» **EXTRACTED DATA**
+ + + +

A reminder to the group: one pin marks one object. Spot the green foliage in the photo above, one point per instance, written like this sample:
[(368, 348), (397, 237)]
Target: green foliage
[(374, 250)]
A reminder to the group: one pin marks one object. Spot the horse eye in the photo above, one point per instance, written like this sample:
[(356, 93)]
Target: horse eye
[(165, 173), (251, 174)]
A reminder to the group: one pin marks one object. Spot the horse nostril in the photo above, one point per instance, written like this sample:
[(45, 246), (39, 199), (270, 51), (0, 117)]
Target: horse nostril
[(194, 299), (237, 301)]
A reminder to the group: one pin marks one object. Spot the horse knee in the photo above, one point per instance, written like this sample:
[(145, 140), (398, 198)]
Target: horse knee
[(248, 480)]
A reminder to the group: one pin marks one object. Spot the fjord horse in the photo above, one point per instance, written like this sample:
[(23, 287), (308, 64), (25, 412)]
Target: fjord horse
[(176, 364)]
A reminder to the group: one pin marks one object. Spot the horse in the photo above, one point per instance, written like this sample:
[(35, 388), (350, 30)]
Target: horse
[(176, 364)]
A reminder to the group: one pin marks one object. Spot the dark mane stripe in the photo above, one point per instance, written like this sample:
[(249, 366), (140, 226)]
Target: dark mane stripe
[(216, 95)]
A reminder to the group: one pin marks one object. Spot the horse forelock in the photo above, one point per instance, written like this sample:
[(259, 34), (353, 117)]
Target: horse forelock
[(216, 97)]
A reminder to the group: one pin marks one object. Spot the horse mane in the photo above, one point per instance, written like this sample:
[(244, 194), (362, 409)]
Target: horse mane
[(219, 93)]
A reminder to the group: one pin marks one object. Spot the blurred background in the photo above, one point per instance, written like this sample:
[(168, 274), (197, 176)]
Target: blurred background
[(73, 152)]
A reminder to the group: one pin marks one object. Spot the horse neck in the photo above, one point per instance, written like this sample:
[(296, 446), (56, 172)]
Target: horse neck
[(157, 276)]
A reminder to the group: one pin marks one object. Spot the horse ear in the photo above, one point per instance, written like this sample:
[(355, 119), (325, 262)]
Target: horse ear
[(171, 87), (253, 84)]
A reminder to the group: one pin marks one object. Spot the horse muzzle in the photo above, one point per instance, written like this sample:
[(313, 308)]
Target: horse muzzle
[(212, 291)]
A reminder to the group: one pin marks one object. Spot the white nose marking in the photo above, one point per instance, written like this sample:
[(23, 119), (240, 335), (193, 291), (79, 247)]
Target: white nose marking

+ + + +

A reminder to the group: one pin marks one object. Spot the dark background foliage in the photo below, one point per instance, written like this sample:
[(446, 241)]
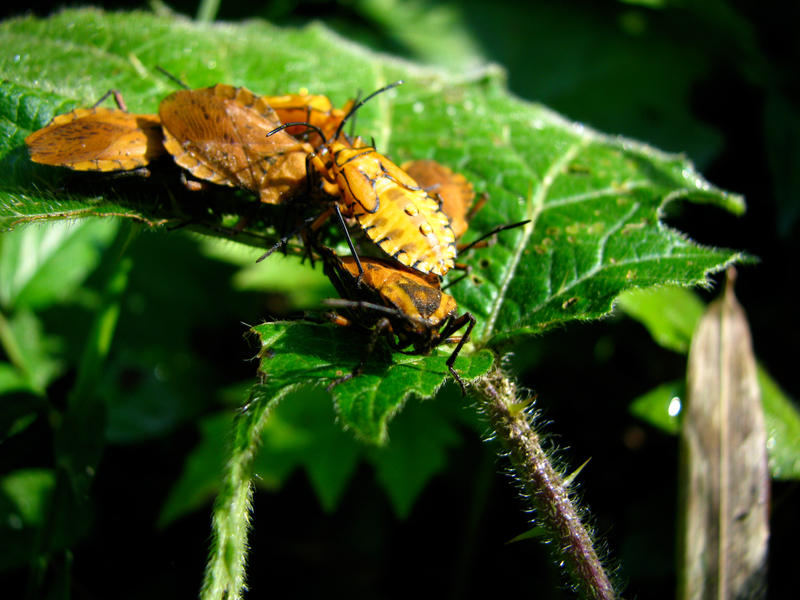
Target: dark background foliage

+ + + +

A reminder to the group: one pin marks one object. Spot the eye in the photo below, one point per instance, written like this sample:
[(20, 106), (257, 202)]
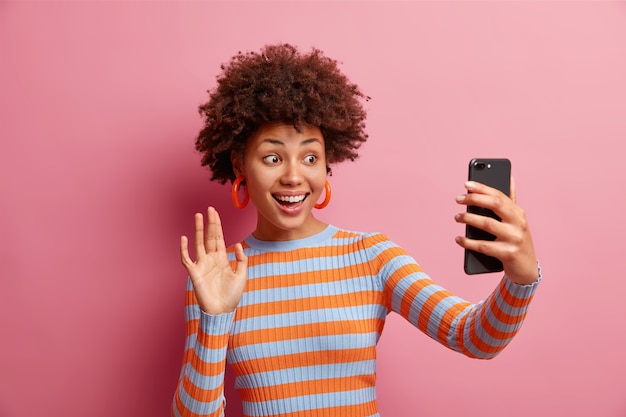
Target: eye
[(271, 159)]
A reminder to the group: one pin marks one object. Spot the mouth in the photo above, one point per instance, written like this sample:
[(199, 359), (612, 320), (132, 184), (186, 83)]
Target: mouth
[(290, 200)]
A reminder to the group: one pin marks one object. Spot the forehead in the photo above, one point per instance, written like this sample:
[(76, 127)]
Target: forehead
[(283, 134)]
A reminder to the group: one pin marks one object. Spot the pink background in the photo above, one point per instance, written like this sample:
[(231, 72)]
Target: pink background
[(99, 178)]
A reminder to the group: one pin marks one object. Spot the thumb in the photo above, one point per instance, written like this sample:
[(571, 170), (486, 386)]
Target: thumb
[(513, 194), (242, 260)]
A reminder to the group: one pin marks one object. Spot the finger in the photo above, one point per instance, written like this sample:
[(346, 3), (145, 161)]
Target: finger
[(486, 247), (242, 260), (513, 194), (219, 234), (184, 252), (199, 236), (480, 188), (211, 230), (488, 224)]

+ + + +

» **YOUR INSTRUCTIONS**
Rewrite the records beginning with the line that contains "the horse forelock" and continuing through the line that contains "Target: white nose marking", requests included, with every point coordinate in the answers multiplied by 0.55 and rounded to a whole number, halves rounded up. Keep the numbers in the requests and their format samples as they are.

» **FULL OUTPUT**
A reminder to the group: one pin marks one object. Spot the horse forelock in the photo above, one point per instance, written like this sample:
[(259, 34), (353, 117)]
Target: horse forelock
[(119, 53)]
A reminder to the group: one pin marks one object. Spot the horse mane in the photo above, one point per instance, written like this sample:
[(244, 194), (362, 409)]
Target: horse mane
[(120, 51)]
A reminder to the group: one pin marks one object. Spot the blurred background in the photo above, one point per instance, written like this sample:
[(168, 274), (197, 176)]
Target: blurred background
[(40, 84)]
A reminder to the group: one pin marks one object. Spot the horse neck in the photo above, one point per instance, written like this sample:
[(296, 446), (56, 172)]
Target: horse neck
[(86, 152)]
A reminder to the group: one pin marks one object. Spot the horse ear in the photo above, one point per instance, written like this sample:
[(355, 119), (325, 262)]
Target: horse ear
[(94, 48), (139, 46)]
A reminder to the group: one pin marks one object. Spot the horse muzzle in the photo above, one point per instance, written like this sample:
[(313, 308)]
Target: horse muzzle
[(117, 160)]
A reminder to the group: one pin marks one object. Spot the white nose marking in the photo above, one point per instance, written like this sample:
[(23, 119), (240, 335), (193, 291), (79, 247)]
Target: white nose marking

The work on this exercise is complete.